Assignment: Exactly as written, reproduce all of the entries.

#### Listed entries

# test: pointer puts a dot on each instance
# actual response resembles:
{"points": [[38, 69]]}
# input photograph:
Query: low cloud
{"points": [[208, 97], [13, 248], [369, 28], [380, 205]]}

########

Response below:
# test: pointer puts a dot on each instance
# actual response resembles:
{"points": [[38, 69]]}
# input photograph:
Query: low cloud
{"points": [[208, 97], [13, 248], [369, 28], [380, 205]]}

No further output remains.